• [ESTRATTO DELLA FONTE]
○ ○ ○ ○ ○ ○ ○
Uniti nel dono

CEI – Campagna per il sostegno ai sacerdoti

Papa Francesco nella Christus vivit afferma che “Gesù è l’eterno giovane”, pertanto la Chiesa, suo corpo, è eternamente giovane. Il rapporto perciò Chiesa-giovani dovrebbe essere un rapporto scontato, ma nel tempo c’è stato un cortocircuito per cui la fede, la religione, la frequentazione della Chiesa è solo “roba da bambini”. Eppure in questo momento storico chi sta dando fiducia, chi sta cercando di mettersi in ascolto, chi pensa ai giovani è proprio la Chiesa. Lo dimostra l’attenzione del Sinodo dei giovani di qualche anno fa, l’impegno di papa Francesco non solo con testi magisteriali, ma anche il loro coinvolgimento nel dibattito sinodale e tutta la sua preoccupazione e l’interesse per la questione climatica. Se questo a livello universale, non manca la capillarità nei vari livelli ecclesiali: il nazionale, il diocesano, il parrocchiale.

Congregazioni religiose, associazioni e movimenti, le singole comunità cristiane si inventano di tutto per cercare, non di creare proseliti, ma di permettere l’incontro tra il Signore Gesù e gli uomini.

Spesso in prima linea ci sono i presbiteri. Pensiamo come sempre i cappellani\vicari parrocchiali, siano destinati principalmente a “stare con i giovani”, forse il metodo di don Bosco ha inciso molto, pensiamo a due semplici sue affermazione “Salvare i giovani coi giovani”; “Basta che siate giovani perché vi ami”.

In fondo il rapporto giovani e prete non è un rapporto del singolo con le masse, ma ciò che rende speciale è il rapporto a tu per tu, dove nell’informalità, spesso si viene a contatto con storie di depressione, di incapacità ad accettarsi, la fatica del crescere, fare scelte importanti che già segnano il futuro della vita.

La nostra Diocesi poi, non avendo grandi opportunità di crescita, non essendo luogo universitario o di crescita culturale, come comunità cristiana invece offre esperienze più che significative, basti pensale alla presenza dei padri Salesiani, Canossiani e Cavanis, ma l’impegno anche dell’Azione cattolica, dei movimenti ecclesiali, oltre all’attività di alcuni importanti oratori sparsi nel territorio.

Le esperienze che per lo più permettono ai giovani di uscire dalla loro “tribolazione”, dal loro “mal di vivere” è il dare loro fiducia, a partire dal dare loro piccole responsabilità. Penso alle tante esperienze di animazione estiva rivolta ai più piccoli, o l’animazione dei gruppi durante l’anno.
○ ○ ○ ○ ○ ○ ○
• [COMPITI ED ESERCIZI]
(a) Nel testo sulla Chiesa e i giovani, quali padri religiosi sono presenti nella Diocesi?
(b) Trascrivi fedelmente il passo del testo sulla Chiesa e i giovani che comincia con le parole "La nostra Diocesi" e fermati dopo "gruppi durante l’anno.".
(c) Prosegui il testo sulla Chiesa e i giovani dal punto in cui si interrompe.
I record provengono da una fonte diversa da quella del testo sulla Chiesa e i giovani.
○ ○ ○ ○ ○ ○ ○
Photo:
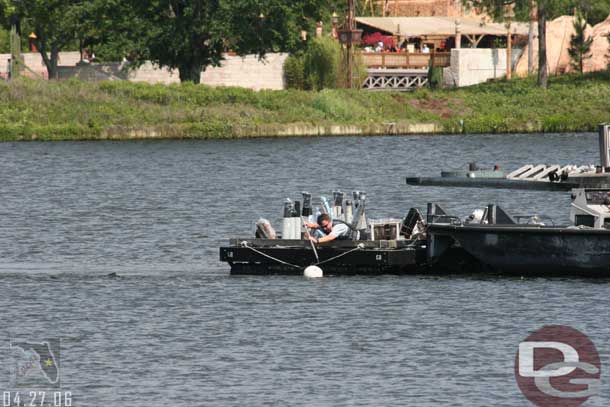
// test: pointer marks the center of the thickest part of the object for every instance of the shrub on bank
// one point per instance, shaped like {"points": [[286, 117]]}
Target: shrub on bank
{"points": [[80, 110], [321, 63]]}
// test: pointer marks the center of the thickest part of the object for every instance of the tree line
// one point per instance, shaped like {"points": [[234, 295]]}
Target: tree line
{"points": [[187, 35], [190, 35], [542, 11]]}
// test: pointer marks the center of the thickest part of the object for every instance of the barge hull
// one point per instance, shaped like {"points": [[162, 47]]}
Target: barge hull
{"points": [[525, 250], [292, 257]]}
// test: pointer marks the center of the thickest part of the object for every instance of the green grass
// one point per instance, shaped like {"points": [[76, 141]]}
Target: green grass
{"points": [[75, 110]]}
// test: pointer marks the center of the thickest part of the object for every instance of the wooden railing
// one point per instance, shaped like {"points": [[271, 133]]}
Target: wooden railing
{"points": [[404, 59]]}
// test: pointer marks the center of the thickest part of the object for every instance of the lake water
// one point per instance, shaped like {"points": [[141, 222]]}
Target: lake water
{"points": [[174, 328]]}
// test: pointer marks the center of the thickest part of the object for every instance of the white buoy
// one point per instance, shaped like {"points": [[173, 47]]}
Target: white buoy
{"points": [[313, 272]]}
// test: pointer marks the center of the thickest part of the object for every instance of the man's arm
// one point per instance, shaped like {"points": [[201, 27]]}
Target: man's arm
{"points": [[326, 238]]}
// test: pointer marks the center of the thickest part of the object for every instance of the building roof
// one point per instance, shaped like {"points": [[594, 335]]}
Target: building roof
{"points": [[423, 26]]}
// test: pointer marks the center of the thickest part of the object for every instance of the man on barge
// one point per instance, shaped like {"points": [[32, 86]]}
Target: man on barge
{"points": [[331, 230]]}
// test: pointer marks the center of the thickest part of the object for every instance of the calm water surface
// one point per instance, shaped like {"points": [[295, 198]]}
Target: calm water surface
{"points": [[175, 329]]}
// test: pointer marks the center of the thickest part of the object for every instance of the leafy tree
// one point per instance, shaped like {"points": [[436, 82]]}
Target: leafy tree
{"points": [[546, 9], [190, 35], [54, 22], [580, 44], [321, 63]]}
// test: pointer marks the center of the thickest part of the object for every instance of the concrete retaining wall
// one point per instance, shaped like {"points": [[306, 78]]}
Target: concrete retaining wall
{"points": [[34, 62], [246, 72]]}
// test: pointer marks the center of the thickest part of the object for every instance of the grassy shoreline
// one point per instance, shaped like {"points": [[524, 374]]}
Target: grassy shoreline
{"points": [[75, 110]]}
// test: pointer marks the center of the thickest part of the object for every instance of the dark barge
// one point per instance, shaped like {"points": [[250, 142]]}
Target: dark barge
{"points": [[265, 256]]}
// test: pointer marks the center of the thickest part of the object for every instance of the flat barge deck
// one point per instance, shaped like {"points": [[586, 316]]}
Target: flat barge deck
{"points": [[264, 256]]}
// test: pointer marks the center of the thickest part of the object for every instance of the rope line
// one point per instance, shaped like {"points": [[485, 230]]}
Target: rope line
{"points": [[360, 246], [245, 244]]}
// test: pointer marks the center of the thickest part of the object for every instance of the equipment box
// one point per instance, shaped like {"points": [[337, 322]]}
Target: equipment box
{"points": [[384, 229]]}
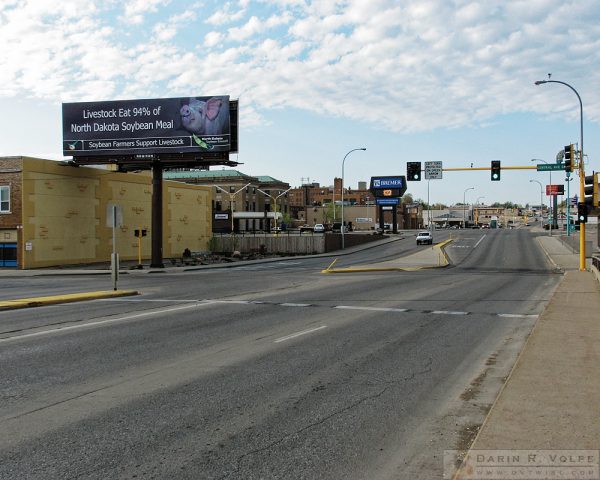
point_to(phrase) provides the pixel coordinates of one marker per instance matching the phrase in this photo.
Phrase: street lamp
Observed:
(274, 201)
(541, 200)
(231, 198)
(477, 203)
(343, 162)
(581, 170)
(464, 200)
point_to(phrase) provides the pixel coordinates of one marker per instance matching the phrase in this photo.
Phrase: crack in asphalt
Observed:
(390, 384)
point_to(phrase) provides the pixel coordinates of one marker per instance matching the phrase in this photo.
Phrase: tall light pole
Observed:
(581, 170)
(464, 200)
(541, 200)
(274, 200)
(551, 209)
(231, 198)
(343, 162)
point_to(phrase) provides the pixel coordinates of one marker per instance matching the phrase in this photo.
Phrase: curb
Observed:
(68, 298)
(392, 269)
(460, 473)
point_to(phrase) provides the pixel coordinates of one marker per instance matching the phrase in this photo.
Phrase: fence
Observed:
(288, 243)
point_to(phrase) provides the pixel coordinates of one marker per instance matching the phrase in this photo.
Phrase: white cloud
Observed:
(228, 14)
(136, 9)
(212, 38)
(405, 66)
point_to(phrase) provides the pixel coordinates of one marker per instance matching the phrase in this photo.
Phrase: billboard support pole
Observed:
(157, 186)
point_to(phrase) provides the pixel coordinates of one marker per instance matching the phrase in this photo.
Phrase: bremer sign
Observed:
(127, 127)
(555, 190)
(388, 186)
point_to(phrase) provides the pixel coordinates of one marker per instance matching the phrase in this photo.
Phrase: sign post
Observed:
(433, 171)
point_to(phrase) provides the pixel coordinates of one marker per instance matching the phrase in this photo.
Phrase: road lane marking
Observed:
(372, 309)
(517, 315)
(348, 307)
(448, 312)
(103, 322)
(297, 334)
(480, 241)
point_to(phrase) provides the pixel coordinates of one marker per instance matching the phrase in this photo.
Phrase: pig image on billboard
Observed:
(210, 117)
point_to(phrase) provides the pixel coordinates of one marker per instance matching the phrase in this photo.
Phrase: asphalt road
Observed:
(269, 370)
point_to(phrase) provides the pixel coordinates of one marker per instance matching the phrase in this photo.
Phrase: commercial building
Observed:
(242, 202)
(55, 215)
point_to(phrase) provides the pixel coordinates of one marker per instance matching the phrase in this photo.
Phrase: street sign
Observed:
(387, 201)
(555, 189)
(433, 170)
(549, 167)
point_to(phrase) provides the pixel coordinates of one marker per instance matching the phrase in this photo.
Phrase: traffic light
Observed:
(590, 189)
(569, 158)
(582, 212)
(495, 170)
(413, 171)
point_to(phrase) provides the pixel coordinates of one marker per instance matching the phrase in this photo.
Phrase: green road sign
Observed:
(549, 167)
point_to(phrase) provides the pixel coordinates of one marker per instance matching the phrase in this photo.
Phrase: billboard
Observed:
(130, 127)
(388, 186)
(555, 190)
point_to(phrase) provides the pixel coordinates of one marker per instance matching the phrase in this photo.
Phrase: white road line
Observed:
(303, 332)
(103, 322)
(484, 235)
(448, 312)
(235, 302)
(372, 309)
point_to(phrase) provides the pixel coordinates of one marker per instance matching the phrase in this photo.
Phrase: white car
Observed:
(424, 238)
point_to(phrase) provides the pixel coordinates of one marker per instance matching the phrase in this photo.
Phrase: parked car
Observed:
(424, 238)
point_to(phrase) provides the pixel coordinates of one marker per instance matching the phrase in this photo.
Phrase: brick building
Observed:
(57, 215)
(252, 202)
(11, 207)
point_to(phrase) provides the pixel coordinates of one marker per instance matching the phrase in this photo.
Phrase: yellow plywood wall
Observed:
(188, 218)
(65, 215)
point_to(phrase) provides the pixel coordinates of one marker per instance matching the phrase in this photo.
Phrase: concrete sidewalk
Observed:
(432, 257)
(12, 304)
(551, 400)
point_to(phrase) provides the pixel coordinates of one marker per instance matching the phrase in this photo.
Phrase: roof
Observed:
(267, 179)
(219, 174)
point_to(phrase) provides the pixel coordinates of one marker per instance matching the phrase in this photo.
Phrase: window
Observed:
(4, 199)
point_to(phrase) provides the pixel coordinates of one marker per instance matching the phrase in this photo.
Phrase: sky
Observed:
(423, 80)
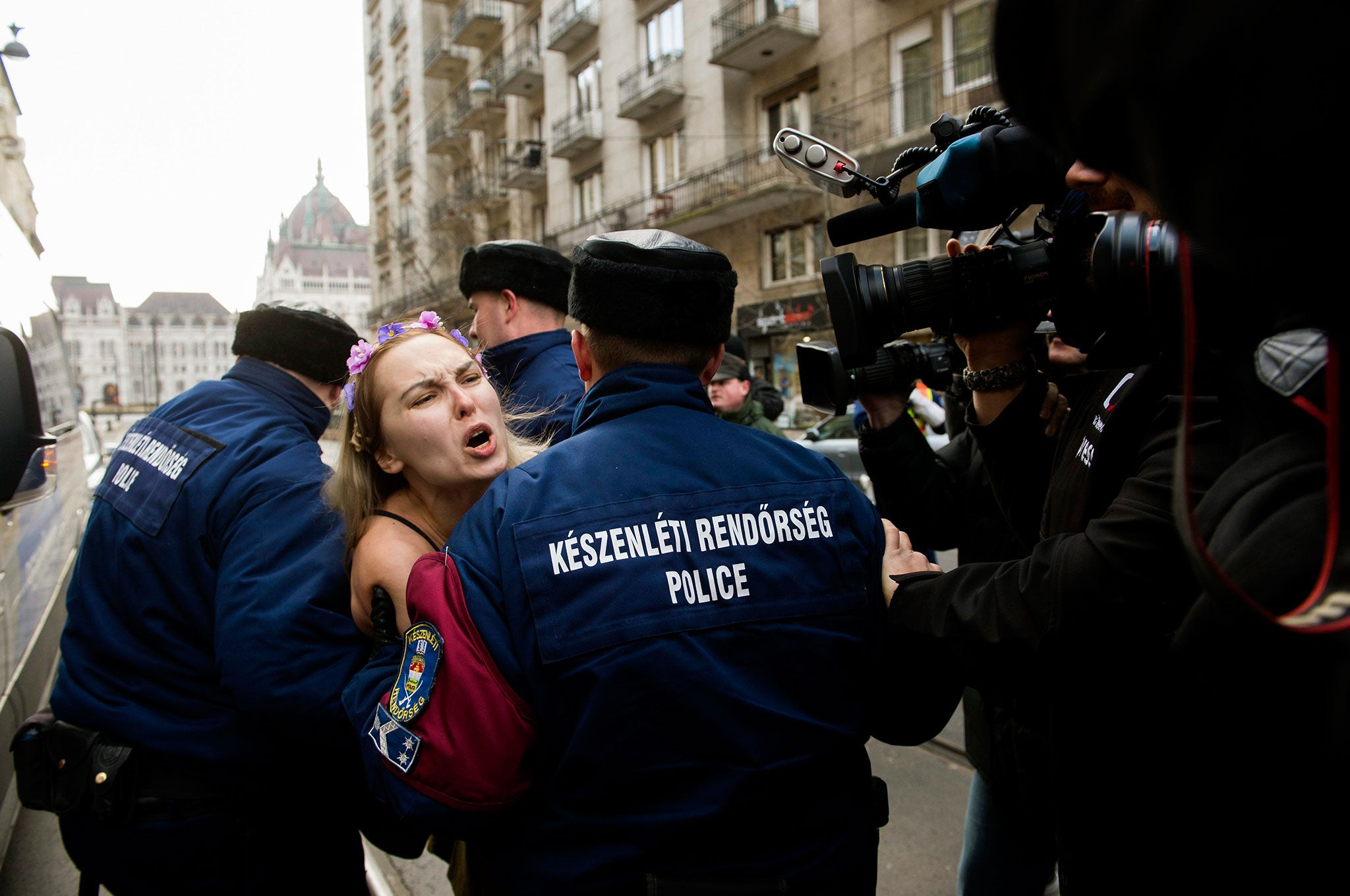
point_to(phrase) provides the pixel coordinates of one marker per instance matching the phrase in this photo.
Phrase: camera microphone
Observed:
(873, 220)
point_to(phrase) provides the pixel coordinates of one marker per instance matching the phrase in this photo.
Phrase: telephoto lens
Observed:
(971, 293)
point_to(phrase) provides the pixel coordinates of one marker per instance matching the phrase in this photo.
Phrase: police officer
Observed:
(657, 641)
(730, 393)
(517, 292)
(210, 630)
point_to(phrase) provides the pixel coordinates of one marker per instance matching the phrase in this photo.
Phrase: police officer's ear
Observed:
(711, 368)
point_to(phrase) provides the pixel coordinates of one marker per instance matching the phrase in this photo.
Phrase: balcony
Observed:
(882, 122)
(444, 60)
(444, 138)
(403, 162)
(521, 73)
(483, 192)
(525, 169)
(577, 132)
(651, 87)
(477, 111)
(572, 23)
(739, 188)
(400, 95)
(477, 23)
(752, 34)
(443, 215)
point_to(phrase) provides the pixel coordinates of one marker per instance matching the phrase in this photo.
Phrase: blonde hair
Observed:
(359, 485)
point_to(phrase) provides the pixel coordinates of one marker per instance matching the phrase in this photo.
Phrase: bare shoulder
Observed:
(384, 556)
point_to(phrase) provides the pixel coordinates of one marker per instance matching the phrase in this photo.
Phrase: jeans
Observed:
(1005, 853)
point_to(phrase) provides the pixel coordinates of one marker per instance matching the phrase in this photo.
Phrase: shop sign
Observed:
(783, 316)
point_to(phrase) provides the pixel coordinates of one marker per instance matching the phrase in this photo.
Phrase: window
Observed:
(792, 107)
(792, 253)
(666, 161)
(970, 59)
(666, 34)
(589, 194)
(912, 78)
(586, 87)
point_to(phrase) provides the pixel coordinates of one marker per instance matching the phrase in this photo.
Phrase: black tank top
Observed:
(411, 525)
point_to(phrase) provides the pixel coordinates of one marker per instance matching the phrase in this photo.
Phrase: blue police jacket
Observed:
(539, 373)
(694, 634)
(208, 609)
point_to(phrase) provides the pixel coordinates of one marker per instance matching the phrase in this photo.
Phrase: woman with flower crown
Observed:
(426, 436)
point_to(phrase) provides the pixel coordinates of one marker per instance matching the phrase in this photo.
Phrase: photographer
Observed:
(1262, 655)
(944, 499)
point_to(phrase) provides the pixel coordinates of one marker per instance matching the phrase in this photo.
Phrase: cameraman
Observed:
(1264, 655)
(944, 499)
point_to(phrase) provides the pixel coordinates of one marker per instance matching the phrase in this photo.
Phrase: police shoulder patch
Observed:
(423, 650)
(395, 742)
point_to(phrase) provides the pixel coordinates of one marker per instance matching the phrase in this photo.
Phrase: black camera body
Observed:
(828, 385)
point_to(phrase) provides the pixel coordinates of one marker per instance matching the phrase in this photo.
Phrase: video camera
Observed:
(1095, 271)
(828, 386)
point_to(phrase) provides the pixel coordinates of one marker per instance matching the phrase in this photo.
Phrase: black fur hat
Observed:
(527, 269)
(301, 337)
(653, 285)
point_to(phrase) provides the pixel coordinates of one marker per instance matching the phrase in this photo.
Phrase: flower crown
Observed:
(362, 351)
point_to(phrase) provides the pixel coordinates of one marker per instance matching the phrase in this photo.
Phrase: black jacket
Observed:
(1086, 620)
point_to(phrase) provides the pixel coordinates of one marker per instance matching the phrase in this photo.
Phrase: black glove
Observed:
(382, 620)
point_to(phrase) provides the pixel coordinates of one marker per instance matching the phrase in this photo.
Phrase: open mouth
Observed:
(481, 441)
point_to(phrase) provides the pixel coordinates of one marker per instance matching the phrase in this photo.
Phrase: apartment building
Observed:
(559, 119)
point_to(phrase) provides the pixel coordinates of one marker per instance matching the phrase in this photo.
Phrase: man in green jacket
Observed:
(730, 396)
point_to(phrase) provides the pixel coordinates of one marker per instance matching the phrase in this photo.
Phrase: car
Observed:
(837, 440)
(47, 468)
(836, 437)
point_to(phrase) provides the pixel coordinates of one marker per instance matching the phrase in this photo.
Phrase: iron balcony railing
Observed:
(908, 108)
(400, 92)
(578, 125)
(572, 14)
(442, 45)
(738, 19)
(734, 179)
(651, 76)
(471, 10)
(403, 159)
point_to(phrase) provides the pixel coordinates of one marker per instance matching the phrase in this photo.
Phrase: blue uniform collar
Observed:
(510, 358)
(637, 387)
(287, 389)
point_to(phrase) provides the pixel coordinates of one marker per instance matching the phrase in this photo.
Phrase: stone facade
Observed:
(566, 118)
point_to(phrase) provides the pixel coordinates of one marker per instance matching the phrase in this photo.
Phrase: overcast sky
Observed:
(165, 138)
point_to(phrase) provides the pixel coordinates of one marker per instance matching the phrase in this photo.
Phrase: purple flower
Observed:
(389, 331)
(359, 356)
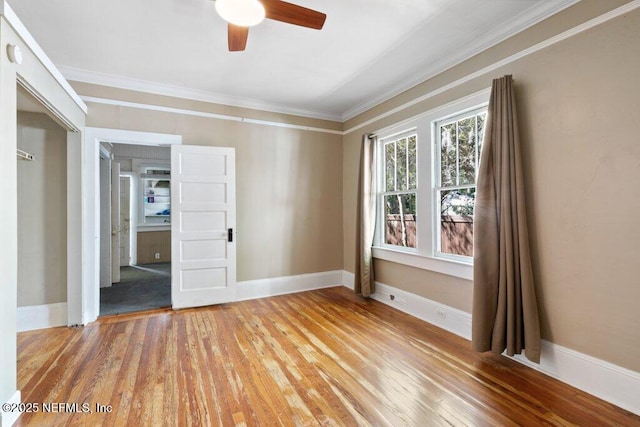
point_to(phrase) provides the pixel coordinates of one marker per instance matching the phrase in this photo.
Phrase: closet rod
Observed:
(24, 155)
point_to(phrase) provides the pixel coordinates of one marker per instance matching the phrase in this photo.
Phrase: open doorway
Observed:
(135, 228)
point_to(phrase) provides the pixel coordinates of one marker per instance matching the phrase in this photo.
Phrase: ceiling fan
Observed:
(242, 14)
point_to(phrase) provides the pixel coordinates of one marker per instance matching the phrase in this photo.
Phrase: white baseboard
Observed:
(41, 316)
(609, 382)
(261, 288)
(7, 419)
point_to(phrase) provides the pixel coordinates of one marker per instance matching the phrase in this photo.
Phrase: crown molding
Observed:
(626, 8)
(139, 85)
(520, 23)
(186, 112)
(30, 42)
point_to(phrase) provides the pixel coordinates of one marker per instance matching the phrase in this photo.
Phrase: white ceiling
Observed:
(367, 51)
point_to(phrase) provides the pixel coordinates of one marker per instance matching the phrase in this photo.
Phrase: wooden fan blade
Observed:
(237, 37)
(282, 11)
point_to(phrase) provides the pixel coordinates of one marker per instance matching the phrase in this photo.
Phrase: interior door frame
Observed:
(87, 305)
(115, 222)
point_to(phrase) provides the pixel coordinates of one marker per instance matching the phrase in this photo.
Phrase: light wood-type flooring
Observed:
(323, 357)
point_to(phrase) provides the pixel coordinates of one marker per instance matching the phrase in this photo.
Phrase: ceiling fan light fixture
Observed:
(244, 13)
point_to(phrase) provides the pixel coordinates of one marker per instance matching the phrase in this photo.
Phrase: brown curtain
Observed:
(366, 220)
(505, 311)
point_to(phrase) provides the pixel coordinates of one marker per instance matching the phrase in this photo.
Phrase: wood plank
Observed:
(324, 357)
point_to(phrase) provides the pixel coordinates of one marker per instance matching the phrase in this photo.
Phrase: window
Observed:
(399, 195)
(459, 141)
(426, 187)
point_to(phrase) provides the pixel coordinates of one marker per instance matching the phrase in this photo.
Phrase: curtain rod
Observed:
(24, 155)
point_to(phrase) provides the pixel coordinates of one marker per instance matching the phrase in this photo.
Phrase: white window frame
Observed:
(425, 255)
(381, 176)
(435, 134)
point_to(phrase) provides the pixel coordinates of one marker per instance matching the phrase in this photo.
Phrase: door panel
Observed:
(203, 207)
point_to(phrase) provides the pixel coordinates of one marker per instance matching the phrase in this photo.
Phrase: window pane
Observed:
(400, 220)
(401, 165)
(456, 221)
(448, 147)
(413, 171)
(390, 166)
(467, 150)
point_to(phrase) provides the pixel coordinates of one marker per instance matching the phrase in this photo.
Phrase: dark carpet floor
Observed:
(141, 287)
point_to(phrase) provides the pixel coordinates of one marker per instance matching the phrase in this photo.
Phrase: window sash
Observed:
(438, 187)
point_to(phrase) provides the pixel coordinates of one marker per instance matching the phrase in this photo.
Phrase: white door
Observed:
(115, 222)
(203, 220)
(125, 221)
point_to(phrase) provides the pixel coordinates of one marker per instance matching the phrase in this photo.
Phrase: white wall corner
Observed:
(41, 316)
(9, 418)
(348, 279)
(609, 382)
(261, 288)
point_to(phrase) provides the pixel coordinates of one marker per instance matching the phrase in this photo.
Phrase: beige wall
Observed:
(42, 211)
(289, 181)
(579, 108)
(43, 83)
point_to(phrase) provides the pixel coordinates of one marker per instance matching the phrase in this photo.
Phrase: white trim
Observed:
(512, 58)
(186, 112)
(118, 136)
(605, 380)
(439, 265)
(86, 309)
(139, 85)
(514, 26)
(491, 38)
(455, 321)
(261, 288)
(41, 316)
(31, 43)
(7, 419)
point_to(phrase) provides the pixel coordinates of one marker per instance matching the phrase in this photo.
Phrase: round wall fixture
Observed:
(15, 54)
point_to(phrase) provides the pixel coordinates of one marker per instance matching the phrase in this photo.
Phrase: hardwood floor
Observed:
(323, 357)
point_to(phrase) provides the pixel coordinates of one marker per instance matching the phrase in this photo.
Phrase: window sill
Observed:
(439, 265)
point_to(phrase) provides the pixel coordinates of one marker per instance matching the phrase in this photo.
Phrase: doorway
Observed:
(135, 224)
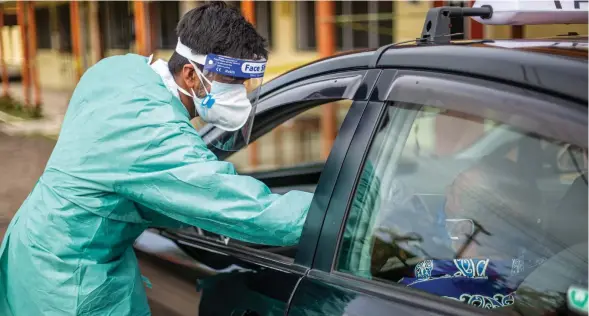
○ ○ ○ ○ ○ ○ ○
• [SOLUZIONI DEI COMPITI]
(a) I padri Salesiani, Canossiani e Cavanis.

(b)
La nostra Diocesi poi, non avendo grandi opportunità di crescita, non essendo luogo universitario o di crescita culturale, come comunità cristiana invece offre esperienze più che significative, basti pensale alla presenza dei padri Salesiani, Canossiani e Cavanis, ma l’impegno anche dell’Azione cattolica, dei movimenti ecclesiali, oltre all’attività di alcuni importanti oratori sparsi nel territorio.

Le esperienze che per lo più permettono ai giovani di uscire dalla loro “tribolazione”, dal loro “mal di vivere” è il dare loro fiducia, a partire dal dare loro piccole responsabilità. Penso alle tante esperienze di animazione estiva rivolta ai più piccoli, o l’animazione dei gruppi durante l’anno.

(c)
Quello che è importante però far capire è che non è un utilizzare manodopera a basso o zero costo; bensì proprio aiutarli a riflettere che è il primo segno di crescita umana, e quindi anche quel sentirsi amati dal Signore, e avere fiducia e stima in se stessi e insieme apprezzarsi per quello che si è, accettarsi per quello che si ha. Spesso il non essere come gli influencer propongono, o come altri modelli offerti, può creare problemi che diventano anche gravi come i disturbi dell’alimentazione, o peggio ancora, come dicono le statistiche fino a togliersi la vita.

Eppure sono tanti i preti, che contrariamente a quello che cantava Celentano, nella sua celebre “Azzuro” “perdono tempo” per ascoltare, non per dare risposte, ma attraverso il dialogo spirituale, la confessione, aiutano a leggere i segni che il Signore offre per raggiungere quella promessa di realizzazione della propria vita.

Gli investimenti che la Chiesa fa nelle strutture di accoglienza, nella formazione, nella realizzazione di proposte forti possono realizzarsi proprio grazie anche ai fondi 8×1000, come già abbiamo potuto raccontare in passato.

Il prete non è uno psicologo, anche se lo studio della psicologia aiuta, non è un medico, un insegnante, un genitore, ma talvolta il suo ministero lo porta ad essere una figura “sintetica”, che, partendo da Cristo uomo nuovo, diventa maestro di umanità, e realizza la sua missione aiutando gli uomini, appunto a partire dai giovani, ad essere sempre più uomini e le donne sempre più donne. È questa la missione di cui ancora c’è tanto bisogno.

Il presbitero è padre, pur non avendo figli suoi, ma in obbedienza al suo Maestro e al Padre, perché “uno solo è il Padre”, offre quella paternità gratuità, libera, per cui non ha nulla da perdere, nulla da ricercare, se non che una sua “figlia”, un suo “figlio”, possano essere quei figli beati che il Padre ama più dei fiori del campo e gli uccelli del cielo.